(Saved entries)
-- Opening Marker --
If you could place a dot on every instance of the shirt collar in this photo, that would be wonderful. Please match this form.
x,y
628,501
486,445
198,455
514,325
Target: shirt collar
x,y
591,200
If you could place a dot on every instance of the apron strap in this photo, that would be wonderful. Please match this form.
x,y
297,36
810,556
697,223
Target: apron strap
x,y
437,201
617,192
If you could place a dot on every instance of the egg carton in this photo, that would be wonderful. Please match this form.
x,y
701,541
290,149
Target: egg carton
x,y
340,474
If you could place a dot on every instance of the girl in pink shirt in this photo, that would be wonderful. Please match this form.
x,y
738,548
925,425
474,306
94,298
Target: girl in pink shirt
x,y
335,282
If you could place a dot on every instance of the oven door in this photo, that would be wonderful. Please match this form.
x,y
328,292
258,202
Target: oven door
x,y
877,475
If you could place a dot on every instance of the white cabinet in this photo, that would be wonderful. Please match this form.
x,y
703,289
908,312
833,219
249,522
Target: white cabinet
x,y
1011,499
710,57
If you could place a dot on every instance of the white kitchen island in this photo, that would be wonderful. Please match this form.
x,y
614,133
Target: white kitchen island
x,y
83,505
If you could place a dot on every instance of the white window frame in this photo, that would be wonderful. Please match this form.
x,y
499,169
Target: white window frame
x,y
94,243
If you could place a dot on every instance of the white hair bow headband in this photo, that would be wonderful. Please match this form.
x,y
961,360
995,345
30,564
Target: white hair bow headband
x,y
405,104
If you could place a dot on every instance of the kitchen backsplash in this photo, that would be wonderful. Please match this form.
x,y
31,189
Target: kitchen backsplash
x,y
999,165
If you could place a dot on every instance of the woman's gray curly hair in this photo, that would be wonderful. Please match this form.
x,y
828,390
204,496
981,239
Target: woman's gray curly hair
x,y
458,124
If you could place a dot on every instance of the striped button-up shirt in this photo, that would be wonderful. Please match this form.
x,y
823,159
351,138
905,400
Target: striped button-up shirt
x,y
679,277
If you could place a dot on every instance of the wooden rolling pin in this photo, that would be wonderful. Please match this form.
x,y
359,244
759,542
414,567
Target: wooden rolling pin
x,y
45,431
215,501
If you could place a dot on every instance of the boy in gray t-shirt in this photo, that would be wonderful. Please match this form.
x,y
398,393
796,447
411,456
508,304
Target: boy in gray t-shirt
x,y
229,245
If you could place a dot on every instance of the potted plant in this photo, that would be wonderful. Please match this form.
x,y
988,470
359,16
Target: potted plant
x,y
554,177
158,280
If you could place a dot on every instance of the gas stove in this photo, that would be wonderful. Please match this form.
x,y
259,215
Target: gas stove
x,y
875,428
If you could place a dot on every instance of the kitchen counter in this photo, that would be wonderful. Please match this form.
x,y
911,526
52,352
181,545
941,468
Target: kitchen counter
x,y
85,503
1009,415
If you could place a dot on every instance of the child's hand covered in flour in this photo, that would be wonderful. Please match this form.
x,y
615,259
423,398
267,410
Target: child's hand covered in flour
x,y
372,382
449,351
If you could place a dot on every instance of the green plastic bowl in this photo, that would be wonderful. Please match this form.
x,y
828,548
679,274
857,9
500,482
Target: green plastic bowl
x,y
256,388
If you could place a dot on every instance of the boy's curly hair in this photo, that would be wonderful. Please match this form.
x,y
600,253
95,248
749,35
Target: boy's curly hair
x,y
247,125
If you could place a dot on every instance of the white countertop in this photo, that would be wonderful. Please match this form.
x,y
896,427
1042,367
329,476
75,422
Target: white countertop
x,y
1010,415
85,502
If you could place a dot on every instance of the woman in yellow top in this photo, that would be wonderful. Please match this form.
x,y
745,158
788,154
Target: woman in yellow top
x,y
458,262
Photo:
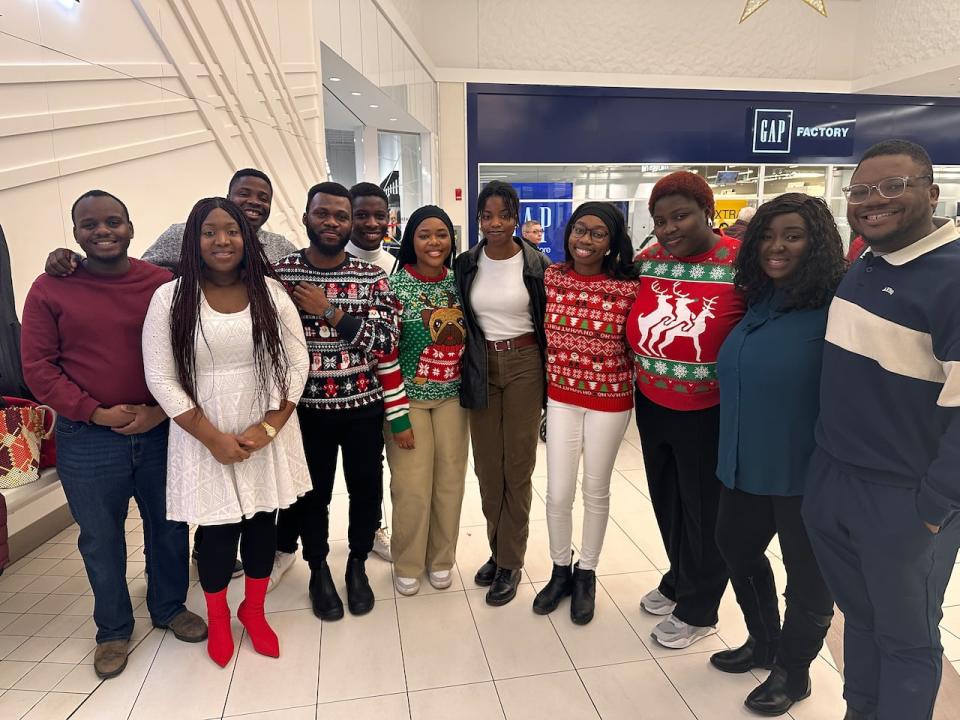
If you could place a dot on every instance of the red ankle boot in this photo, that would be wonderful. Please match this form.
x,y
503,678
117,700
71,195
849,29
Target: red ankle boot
x,y
219,635
251,615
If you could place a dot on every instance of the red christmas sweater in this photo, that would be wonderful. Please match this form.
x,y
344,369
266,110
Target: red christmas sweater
x,y
684,310
588,362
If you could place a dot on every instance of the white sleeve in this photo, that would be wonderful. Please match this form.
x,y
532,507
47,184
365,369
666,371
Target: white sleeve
x,y
294,343
159,367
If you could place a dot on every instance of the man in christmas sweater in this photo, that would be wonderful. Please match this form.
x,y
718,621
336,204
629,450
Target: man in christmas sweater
x,y
350,320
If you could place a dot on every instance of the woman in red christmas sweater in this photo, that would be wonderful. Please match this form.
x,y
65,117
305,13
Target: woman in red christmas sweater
x,y
685,307
589,393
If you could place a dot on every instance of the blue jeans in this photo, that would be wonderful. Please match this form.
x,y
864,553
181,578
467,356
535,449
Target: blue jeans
x,y
100,471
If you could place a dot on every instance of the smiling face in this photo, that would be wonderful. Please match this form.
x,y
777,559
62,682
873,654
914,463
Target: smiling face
x,y
588,244
221,242
101,227
682,226
371,221
783,247
254,197
432,244
891,224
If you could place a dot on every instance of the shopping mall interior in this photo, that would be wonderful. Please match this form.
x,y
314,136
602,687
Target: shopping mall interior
x,y
159,102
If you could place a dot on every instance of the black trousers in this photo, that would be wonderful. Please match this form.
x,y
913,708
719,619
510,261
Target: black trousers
x,y
889,575
257,537
680,458
745,526
359,436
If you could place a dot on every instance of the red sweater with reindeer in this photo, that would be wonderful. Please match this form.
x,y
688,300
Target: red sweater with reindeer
x,y
588,362
684,310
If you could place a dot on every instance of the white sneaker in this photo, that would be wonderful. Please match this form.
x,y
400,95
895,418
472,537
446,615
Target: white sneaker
x,y
676,634
440,579
407,586
281,563
381,544
656,603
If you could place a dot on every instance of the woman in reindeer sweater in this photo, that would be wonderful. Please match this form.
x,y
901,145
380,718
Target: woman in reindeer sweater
x,y
589,386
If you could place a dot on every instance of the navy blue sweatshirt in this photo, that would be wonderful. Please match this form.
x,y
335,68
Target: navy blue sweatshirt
x,y
890,389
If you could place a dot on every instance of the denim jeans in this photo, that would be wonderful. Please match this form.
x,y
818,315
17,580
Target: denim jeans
x,y
100,471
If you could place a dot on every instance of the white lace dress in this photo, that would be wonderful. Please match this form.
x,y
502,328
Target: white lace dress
x,y
199,489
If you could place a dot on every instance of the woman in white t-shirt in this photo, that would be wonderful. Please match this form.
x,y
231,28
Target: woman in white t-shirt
x,y
501,288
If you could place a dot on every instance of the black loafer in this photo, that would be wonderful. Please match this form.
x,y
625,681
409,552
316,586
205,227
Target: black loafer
x,y
486,573
504,587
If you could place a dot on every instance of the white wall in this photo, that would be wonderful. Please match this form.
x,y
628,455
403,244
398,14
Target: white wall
x,y
112,107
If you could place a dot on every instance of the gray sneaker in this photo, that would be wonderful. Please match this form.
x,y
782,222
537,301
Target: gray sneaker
x,y
676,634
656,603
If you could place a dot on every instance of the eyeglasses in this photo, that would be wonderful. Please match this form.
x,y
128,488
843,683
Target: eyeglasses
x,y
598,235
888,188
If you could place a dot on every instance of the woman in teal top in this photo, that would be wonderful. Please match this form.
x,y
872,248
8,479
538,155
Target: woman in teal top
x,y
790,263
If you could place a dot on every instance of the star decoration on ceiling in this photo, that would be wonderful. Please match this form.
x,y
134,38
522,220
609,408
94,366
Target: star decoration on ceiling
x,y
752,6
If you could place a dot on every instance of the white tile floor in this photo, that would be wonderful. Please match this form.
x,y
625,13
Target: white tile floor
x,y
439,654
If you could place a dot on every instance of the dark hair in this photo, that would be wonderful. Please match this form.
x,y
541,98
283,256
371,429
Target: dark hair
x,y
249,172
618,262
900,147
328,188
823,264
683,183
368,190
96,193
407,255
185,319
502,190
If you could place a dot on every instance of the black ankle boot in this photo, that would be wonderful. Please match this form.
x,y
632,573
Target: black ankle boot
x,y
486,573
504,587
559,587
777,694
323,594
584,594
745,658
359,594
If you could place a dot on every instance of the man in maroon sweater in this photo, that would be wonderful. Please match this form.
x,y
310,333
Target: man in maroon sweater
x,y
81,350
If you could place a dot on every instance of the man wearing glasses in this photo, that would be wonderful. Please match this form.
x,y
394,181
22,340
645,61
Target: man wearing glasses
x,y
884,486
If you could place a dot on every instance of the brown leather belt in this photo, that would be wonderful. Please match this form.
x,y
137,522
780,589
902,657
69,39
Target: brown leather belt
x,y
512,343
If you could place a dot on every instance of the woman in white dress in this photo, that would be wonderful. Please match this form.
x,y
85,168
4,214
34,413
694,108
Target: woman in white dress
x,y
225,357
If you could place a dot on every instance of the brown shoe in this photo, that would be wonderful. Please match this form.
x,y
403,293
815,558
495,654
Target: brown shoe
x,y
187,626
110,658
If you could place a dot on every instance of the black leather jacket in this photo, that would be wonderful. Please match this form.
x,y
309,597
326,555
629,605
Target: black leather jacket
x,y
473,383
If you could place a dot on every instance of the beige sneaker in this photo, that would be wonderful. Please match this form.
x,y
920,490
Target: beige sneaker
x,y
110,658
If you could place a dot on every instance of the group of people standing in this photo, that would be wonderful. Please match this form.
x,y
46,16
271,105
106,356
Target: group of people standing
x,y
775,393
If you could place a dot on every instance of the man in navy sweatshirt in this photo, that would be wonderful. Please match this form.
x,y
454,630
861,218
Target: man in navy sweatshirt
x,y
884,487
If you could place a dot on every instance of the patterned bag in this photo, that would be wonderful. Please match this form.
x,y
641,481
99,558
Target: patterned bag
x,y
23,427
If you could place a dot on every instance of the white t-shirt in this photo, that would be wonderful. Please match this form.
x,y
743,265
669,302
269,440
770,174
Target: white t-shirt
x,y
499,298
379,257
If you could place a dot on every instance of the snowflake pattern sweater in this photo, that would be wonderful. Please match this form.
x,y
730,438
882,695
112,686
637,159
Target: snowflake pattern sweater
x,y
344,359
684,310
432,333
588,363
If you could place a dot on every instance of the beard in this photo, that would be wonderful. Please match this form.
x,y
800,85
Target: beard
x,y
324,248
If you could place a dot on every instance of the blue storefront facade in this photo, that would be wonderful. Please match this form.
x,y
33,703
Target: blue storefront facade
x,y
614,143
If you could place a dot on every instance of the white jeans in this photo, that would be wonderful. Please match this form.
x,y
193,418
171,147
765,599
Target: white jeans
x,y
573,430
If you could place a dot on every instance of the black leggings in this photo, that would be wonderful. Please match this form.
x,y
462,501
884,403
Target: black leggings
x,y
218,551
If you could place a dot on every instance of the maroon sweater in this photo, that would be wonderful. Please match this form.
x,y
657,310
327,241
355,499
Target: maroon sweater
x,y
81,339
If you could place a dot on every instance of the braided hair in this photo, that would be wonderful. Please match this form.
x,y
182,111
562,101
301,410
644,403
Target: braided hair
x,y
823,264
185,317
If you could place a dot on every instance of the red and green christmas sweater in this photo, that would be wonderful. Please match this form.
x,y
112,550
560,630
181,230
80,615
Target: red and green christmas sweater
x,y
685,308
588,361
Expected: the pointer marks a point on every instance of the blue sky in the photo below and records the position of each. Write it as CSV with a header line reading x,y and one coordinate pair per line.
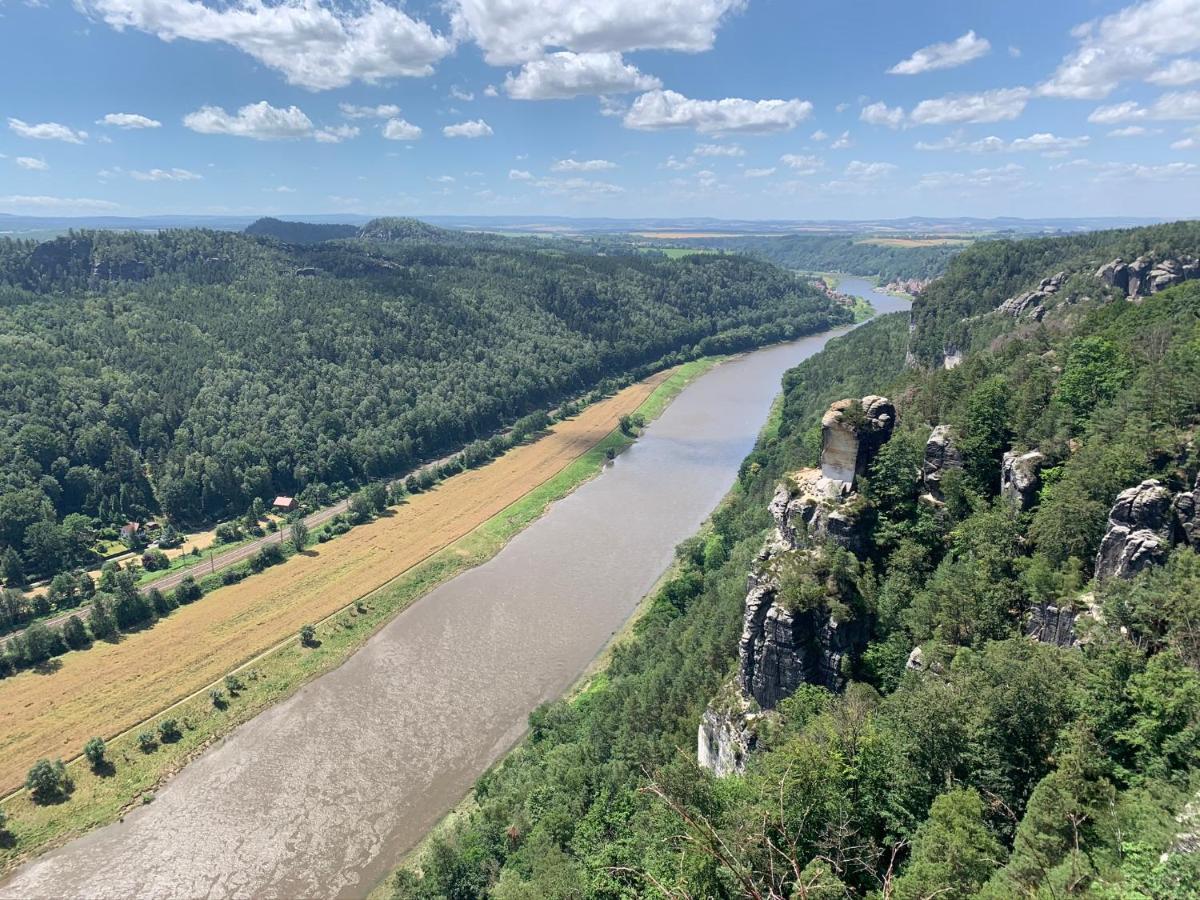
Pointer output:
x,y
732,108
-- Closing Marker --
REQUIRED WORK: Ignoring the pictures, write out word for word only the lines from the one containing "Target: red and green christmas sweater" through the last line of the data, both ends included.

RESPONSE FOR THIS EXERCISE:
Target: red and green christmas sweater
x,y
685,308
588,361
Expected: the pointer marks a point on every instance of the blue sky in the photo below and records the position of each. Write it as CSV with a header line reading x,y and one coordinate pair per line.
Pointer output:
x,y
732,108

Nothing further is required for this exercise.